----- ENTRIES
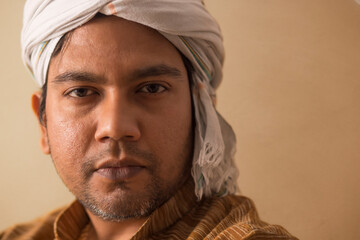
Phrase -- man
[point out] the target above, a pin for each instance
(126, 112)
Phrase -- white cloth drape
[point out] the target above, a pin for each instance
(186, 24)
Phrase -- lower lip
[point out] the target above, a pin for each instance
(119, 173)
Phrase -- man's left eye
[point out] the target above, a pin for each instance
(153, 88)
(81, 92)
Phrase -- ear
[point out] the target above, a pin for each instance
(35, 104)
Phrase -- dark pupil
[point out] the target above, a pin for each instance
(153, 88)
(81, 92)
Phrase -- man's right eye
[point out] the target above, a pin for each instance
(80, 92)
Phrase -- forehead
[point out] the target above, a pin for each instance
(110, 41)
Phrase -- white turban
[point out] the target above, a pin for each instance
(188, 26)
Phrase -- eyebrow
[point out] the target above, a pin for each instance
(152, 71)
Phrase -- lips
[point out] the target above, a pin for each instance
(119, 170)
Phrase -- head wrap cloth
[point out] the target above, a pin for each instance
(189, 27)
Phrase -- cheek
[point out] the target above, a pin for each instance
(69, 139)
(171, 136)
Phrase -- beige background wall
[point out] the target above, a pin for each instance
(291, 92)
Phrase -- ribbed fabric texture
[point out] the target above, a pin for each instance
(182, 217)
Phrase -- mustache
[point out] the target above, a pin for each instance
(130, 150)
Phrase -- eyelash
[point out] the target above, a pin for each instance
(141, 90)
(158, 85)
(73, 91)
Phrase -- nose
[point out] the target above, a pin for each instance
(117, 120)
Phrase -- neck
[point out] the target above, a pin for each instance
(108, 230)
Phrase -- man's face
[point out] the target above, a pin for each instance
(118, 118)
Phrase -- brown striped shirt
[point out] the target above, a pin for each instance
(182, 217)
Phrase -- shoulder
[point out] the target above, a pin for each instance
(40, 228)
(238, 219)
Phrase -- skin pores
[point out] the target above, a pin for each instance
----------
Copy every item above word for word, without the picture.

Phrase -- man
[point out] the target above, a pin for each instance
(126, 112)
Phrase -- white cloth drape
[point out] the target above, a pin for each instance
(186, 24)
Phrase -- lower lip
[point out] the target above, a pin for each instance
(119, 173)
Phrase -- man's left eye
[point out] the target above, a pin for each instance
(153, 88)
(81, 92)
Phrase -- ear
[point out] the target above, a pin for each instance
(35, 104)
Phrase -- dark pupil
[point out] the target above, a pin for each instance
(153, 88)
(81, 92)
Phrase -- man's right eye
[point out] the target above, a pin for each instance
(80, 92)
Phrase -- forehead
[point out] the target above, a pin for each instance
(110, 41)
Phrase -- white turban
[point out] the target above, a pin for each instance
(188, 26)
Phrase -- eyebrow
[point out] the target above, a pin for each instance
(152, 71)
Phrase -- lips
[point out] the target above, a pin for each instance
(119, 170)
Phrase -- head wrap cloth
[point out] the target above, a pin for each instance
(189, 27)
Phrase -- cheek
[point out] the target above, a pin for each instance
(69, 139)
(171, 136)
Phrase -- beige background wall
[point out] the target above, a pin for each instance
(291, 92)
Phrase -- ribbed fabric texture
[point out] the target above, a pin for each instance
(182, 217)
Phrase -- mustache
[point out] the target above, a pin for each instance
(130, 150)
Phrase -- eyelash
[point out] the target above, a pin for each instance
(141, 90)
(158, 85)
(73, 91)
Phrase -- nose
[point out] the target above, a pin for each instance
(117, 120)
Phrase -- neck
[point out] the target above, a pin for each instance
(108, 230)
Phrase -- man's face
[point out] the target above, a pin for each instance
(118, 118)
Phrase -- brown striped shirt
[point out] the target above, a pin for each instance
(182, 217)
Phrase -- shoulder
[point out] the target above, a pin for each instance
(40, 228)
(238, 219)
Phrase -- skin pores
[point out] the target above, a pin for each instance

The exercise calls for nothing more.